Between Amalia’s gesture of shredding Sortini’s letter and her father’s grueling attempts to make his petitions heard sprawls the gamut of situations that accompanied the persecution of central Europe’s Jews. What happened later, in the Hitler years, was first and foremost a literalization of this process, as Karl Kraus warned when he wrote that “to pour salt in open wounds” had ceased to be a metaphor, for the metaphor had been “reabsorbed by its reality.” Now the word was etched directly into the flesh, as with the machine in “In the Penal Colony.”
The story of Barnabas’s family shows what can happen when individuals take themselves out of the game of customs and unspoken precepts. The punishment is archaic and ferocious; it strikes not only the ones who have acted, but all their relatives as well. The Castle doesn’t require specific acts of devotion. But it presupposes unquestioning assent to its order. And it avenges itself like nature when one of its equations is questioned.

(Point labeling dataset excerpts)
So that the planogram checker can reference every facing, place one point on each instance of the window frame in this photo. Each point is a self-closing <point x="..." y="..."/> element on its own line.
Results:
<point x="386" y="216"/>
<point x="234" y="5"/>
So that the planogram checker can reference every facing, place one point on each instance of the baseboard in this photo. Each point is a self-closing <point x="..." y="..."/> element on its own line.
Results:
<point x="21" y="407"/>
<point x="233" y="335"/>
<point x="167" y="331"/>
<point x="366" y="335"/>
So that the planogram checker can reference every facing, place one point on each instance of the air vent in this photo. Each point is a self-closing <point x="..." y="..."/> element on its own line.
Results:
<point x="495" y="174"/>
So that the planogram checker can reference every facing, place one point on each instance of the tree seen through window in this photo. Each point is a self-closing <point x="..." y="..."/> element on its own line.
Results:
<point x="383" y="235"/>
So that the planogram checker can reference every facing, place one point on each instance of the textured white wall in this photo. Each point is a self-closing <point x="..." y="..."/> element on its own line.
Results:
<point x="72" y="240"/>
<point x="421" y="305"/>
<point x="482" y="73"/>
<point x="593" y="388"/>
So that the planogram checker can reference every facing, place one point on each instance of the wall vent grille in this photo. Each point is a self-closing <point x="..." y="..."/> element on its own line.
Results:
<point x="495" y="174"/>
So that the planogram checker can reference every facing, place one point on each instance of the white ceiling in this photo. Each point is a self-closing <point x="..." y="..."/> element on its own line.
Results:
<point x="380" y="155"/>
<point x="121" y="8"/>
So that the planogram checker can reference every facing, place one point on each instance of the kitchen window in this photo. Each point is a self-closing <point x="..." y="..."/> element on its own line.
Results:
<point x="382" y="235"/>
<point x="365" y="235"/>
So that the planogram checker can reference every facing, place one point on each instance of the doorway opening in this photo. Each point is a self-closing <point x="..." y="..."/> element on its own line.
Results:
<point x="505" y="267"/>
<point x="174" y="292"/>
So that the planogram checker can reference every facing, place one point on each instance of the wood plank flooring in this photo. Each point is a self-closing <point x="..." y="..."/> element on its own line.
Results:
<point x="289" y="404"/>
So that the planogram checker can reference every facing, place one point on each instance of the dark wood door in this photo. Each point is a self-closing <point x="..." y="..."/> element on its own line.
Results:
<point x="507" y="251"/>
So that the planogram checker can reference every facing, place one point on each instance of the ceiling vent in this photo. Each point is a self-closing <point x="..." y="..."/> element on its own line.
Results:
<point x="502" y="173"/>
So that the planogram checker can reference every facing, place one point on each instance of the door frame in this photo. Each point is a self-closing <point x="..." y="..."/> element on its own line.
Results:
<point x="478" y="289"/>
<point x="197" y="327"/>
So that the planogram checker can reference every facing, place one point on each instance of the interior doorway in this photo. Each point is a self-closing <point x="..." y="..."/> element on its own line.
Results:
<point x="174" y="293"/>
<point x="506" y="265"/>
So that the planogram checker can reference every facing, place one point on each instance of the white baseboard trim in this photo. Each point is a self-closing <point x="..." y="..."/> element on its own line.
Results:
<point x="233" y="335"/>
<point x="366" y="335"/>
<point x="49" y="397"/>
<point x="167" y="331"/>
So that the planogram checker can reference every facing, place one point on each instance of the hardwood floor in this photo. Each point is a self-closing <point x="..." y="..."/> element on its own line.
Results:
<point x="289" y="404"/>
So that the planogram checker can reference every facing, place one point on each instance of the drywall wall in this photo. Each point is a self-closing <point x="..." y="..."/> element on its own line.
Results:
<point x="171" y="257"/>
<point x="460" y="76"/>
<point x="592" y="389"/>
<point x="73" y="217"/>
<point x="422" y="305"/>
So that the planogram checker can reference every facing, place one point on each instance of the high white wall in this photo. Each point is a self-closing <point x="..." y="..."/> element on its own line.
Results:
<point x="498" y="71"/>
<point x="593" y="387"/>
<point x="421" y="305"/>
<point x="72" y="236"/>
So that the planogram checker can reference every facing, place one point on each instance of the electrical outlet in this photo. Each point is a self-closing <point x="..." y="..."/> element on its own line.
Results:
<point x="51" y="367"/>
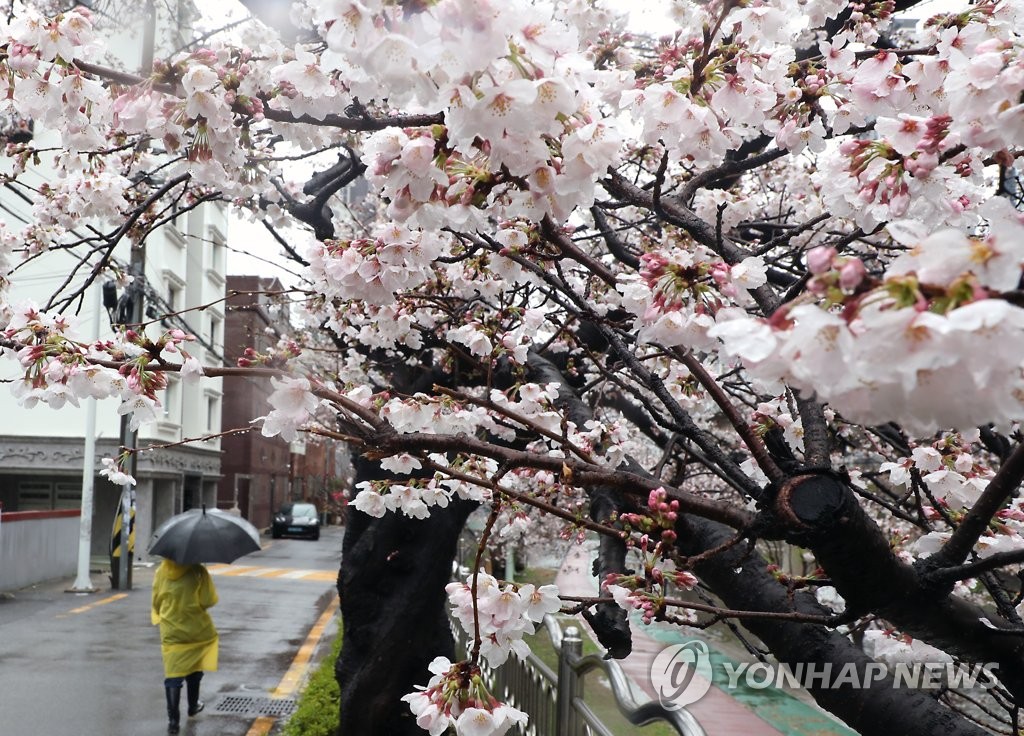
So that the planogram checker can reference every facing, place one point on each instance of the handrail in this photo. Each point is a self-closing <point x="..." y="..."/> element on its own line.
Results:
<point x="572" y="716"/>
<point x="569" y="646"/>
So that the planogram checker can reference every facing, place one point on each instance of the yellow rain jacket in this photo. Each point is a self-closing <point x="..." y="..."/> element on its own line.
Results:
<point x="188" y="640"/>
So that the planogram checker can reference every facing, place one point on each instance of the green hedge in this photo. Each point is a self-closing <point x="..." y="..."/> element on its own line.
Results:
<point x="316" y="713"/>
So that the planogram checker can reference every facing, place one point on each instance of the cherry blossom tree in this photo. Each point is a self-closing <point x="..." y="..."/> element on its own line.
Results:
<point x="742" y="294"/>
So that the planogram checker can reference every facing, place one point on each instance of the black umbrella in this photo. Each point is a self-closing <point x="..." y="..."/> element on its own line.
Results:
<point x="204" y="535"/>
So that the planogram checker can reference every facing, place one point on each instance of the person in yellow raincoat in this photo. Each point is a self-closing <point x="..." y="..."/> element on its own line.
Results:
<point x="181" y="595"/>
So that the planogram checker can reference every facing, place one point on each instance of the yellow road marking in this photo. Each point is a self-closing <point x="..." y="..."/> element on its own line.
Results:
<point x="94" y="604"/>
<point x="273" y="572"/>
<point x="300" y="664"/>
<point x="231" y="570"/>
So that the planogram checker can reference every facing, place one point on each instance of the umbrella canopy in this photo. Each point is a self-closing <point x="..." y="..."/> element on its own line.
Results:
<point x="204" y="535"/>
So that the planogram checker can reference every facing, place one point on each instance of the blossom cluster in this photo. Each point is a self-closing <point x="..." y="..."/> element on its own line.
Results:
<point x="457" y="696"/>
<point x="938" y="307"/>
<point x="502" y="614"/>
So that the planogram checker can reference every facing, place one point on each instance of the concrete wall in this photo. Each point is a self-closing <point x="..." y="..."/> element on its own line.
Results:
<point x="37" y="546"/>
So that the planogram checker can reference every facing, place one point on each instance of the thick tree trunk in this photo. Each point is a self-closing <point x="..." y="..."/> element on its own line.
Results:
<point x="392" y="578"/>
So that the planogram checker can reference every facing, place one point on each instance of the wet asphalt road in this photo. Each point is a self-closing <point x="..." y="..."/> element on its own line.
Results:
<point x="90" y="665"/>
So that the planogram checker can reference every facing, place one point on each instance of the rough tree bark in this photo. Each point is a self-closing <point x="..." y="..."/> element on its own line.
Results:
<point x="391" y="582"/>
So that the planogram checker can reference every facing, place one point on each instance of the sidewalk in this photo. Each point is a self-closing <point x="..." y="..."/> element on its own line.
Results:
<point x="89" y="664"/>
<point x="720" y="712"/>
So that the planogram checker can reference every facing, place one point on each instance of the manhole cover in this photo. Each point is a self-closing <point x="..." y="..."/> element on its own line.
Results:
<point x="249" y="705"/>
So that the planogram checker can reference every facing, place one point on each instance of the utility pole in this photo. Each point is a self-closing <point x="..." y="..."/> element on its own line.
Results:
<point x="82" y="581"/>
<point x="136" y="266"/>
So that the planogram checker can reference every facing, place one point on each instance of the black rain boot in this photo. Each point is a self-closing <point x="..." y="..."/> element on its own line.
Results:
<point x="195" y="704"/>
<point x="173" y="707"/>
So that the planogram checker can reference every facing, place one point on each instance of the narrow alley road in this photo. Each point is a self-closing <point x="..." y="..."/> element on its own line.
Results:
<point x="90" y="665"/>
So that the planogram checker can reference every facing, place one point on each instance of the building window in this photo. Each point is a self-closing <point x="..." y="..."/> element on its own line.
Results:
<point x="171" y="400"/>
<point x="68" y="495"/>
<point x="173" y="295"/>
<point x="216" y="251"/>
<point x="214" y="335"/>
<point x="212" y="414"/>
<point x="35" y="496"/>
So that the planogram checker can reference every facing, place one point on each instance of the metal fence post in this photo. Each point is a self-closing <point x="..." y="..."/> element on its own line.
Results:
<point x="568" y="681"/>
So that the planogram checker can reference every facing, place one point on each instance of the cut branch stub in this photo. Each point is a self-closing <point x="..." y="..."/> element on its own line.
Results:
<point x="813" y="502"/>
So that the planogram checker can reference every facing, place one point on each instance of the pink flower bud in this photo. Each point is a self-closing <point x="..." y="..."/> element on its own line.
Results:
<point x="851" y="274"/>
<point x="819" y="260"/>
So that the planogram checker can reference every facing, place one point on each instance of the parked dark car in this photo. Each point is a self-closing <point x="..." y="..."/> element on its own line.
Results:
<point x="296" y="520"/>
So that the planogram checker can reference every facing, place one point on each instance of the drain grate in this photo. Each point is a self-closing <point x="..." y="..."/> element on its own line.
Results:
<point x="250" y="705"/>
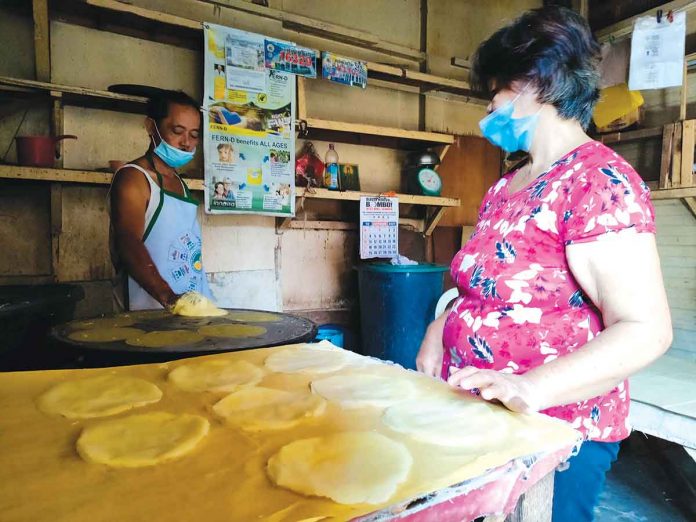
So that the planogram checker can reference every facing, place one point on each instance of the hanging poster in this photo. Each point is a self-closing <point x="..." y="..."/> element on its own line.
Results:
<point x="657" y="52"/>
<point x="343" y="70"/>
<point x="285" y="57"/>
<point x="379" y="227"/>
<point x="249" y="134"/>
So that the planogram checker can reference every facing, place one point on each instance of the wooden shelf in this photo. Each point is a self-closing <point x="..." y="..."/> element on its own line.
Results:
<point x="354" y="195"/>
<point x="378" y="71"/>
<point x="72" y="95"/>
<point x="104" y="178"/>
<point x="425" y="82"/>
<point x="359" y="133"/>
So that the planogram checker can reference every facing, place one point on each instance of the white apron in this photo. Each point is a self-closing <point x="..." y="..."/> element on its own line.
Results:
<point x="172" y="237"/>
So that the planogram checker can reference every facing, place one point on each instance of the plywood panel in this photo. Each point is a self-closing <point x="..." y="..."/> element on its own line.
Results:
<point x="372" y="106"/>
<point x="109" y="135"/>
<point x="84" y="239"/>
<point x="453" y="117"/>
<point x="317" y="269"/>
<point x="456" y="28"/>
<point x="255" y="289"/>
<point x="396" y="21"/>
<point x="91" y="58"/>
<point x="470" y="167"/>
<point x="17" y="49"/>
<point x="24" y="229"/>
<point x="236" y="243"/>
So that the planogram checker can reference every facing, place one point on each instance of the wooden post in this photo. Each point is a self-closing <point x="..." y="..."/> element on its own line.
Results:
<point x="666" y="159"/>
<point x="682" y="104"/>
<point x="301" y="99"/>
<point x="676" y="155"/>
<point x="687" y="160"/>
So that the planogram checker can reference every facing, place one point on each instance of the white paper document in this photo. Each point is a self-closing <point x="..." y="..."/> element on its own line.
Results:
<point x="657" y="52"/>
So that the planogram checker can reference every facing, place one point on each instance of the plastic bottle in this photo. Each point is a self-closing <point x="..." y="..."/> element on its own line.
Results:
<point x="331" y="166"/>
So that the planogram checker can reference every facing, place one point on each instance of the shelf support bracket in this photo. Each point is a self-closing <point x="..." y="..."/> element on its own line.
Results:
<point x="431" y="223"/>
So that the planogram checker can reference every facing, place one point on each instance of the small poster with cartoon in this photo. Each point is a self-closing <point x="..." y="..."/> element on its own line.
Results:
<point x="249" y="134"/>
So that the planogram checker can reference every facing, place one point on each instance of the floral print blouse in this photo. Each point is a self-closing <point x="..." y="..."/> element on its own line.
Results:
<point x="519" y="305"/>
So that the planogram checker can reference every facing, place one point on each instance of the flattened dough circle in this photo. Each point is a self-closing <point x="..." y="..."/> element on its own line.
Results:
<point x="142" y="440"/>
<point x="449" y="421"/>
<point x="256" y="409"/>
<point x="349" y="468"/>
<point x="359" y="389"/>
<point x="105" y="335"/>
<point x="216" y="375"/>
<point x="231" y="330"/>
<point x="98" y="396"/>
<point x="165" y="338"/>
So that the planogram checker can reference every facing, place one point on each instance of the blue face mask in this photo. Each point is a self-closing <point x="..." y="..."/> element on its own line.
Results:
<point x="172" y="156"/>
<point x="508" y="133"/>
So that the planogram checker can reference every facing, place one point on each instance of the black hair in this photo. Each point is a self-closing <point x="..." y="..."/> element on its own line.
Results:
<point x="158" y="104"/>
<point x="554" y="50"/>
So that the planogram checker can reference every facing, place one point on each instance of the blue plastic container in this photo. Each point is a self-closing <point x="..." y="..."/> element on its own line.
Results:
<point x="332" y="333"/>
<point x="397" y="303"/>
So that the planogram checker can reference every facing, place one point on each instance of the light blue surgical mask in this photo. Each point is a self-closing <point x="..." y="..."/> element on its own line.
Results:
<point x="172" y="156"/>
<point x="508" y="133"/>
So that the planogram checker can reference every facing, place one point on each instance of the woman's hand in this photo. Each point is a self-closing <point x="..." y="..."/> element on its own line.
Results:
<point x="514" y="391"/>
<point x="429" y="359"/>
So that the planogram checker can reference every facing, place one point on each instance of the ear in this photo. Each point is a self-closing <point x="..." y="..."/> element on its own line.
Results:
<point x="150" y="126"/>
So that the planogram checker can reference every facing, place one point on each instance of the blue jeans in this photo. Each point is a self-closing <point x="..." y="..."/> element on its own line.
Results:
<point x="576" y="490"/>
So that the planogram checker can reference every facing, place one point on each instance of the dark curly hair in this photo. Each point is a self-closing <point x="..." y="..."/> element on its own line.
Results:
<point x="158" y="104"/>
<point x="553" y="49"/>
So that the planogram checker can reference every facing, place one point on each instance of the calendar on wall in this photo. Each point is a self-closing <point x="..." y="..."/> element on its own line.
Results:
<point x="379" y="227"/>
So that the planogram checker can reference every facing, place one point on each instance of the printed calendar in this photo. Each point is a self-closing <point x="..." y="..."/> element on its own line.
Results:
<point x="379" y="227"/>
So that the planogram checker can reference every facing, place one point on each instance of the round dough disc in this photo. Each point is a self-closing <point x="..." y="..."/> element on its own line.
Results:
<point x="359" y="389"/>
<point x="117" y="321"/>
<point x="98" y="396"/>
<point x="253" y="317"/>
<point x="231" y="330"/>
<point x="217" y="375"/>
<point x="349" y="468"/>
<point x="165" y="338"/>
<point x="193" y="304"/>
<point x="105" y="335"/>
<point x="313" y="359"/>
<point x="141" y="440"/>
<point x="256" y="409"/>
<point x="454" y="421"/>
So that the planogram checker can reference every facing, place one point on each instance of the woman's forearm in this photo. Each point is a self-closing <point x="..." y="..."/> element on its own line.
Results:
<point x="142" y="269"/>
<point x="619" y="351"/>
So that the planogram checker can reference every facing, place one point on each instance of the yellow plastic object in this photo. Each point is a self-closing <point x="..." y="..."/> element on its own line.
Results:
<point x="615" y="102"/>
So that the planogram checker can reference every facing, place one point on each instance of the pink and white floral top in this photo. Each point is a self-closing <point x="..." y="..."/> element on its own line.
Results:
<point x="519" y="305"/>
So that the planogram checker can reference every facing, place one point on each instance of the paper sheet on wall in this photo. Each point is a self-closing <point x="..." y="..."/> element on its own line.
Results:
<point x="249" y="128"/>
<point x="379" y="227"/>
<point x="657" y="52"/>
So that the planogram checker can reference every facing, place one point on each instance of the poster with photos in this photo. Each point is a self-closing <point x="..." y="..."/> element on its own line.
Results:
<point x="249" y="127"/>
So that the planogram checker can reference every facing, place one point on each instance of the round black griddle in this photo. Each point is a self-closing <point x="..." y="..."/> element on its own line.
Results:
<point x="287" y="329"/>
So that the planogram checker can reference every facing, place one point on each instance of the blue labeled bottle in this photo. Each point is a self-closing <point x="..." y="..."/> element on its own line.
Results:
<point x="331" y="169"/>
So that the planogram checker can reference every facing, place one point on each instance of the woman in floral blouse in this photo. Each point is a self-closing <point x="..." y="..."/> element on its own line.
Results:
<point x="564" y="249"/>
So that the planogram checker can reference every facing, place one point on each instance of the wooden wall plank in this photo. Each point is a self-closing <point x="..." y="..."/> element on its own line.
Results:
<point x="470" y="167"/>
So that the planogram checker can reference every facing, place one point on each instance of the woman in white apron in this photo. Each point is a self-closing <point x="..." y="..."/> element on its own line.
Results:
<point x="155" y="233"/>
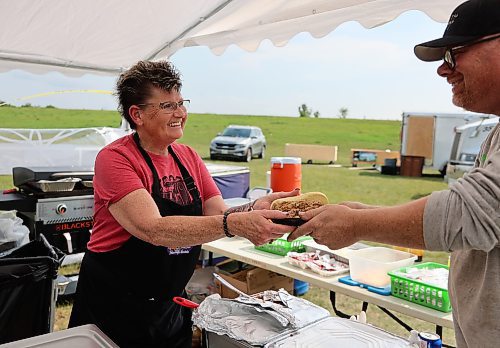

_List of tasks_.
A) In the passage, whom does the punishment strike besides the ones who have acted?
B) Collect every line of the entries containing the string "wooden". Case counts.

_Final answers_.
A) All their relatives.

B)
So that the planogram checker can reference every facing, place one point on each instance of the wooden shelf in this photo. Each point is a self-closing <point x="..." y="..."/> element on its own line.
So that the planogram checker can reference every facing, place one point on each instance of the wooden post in this photo. Each point is a self-closing <point x="..." y="..."/> element on its own line.
So that the planogram checker can reference every facing, place one point on each instance of the wooden wall plank in this photo. Each point is a self-closing <point x="..." y="..."/> element on its own line.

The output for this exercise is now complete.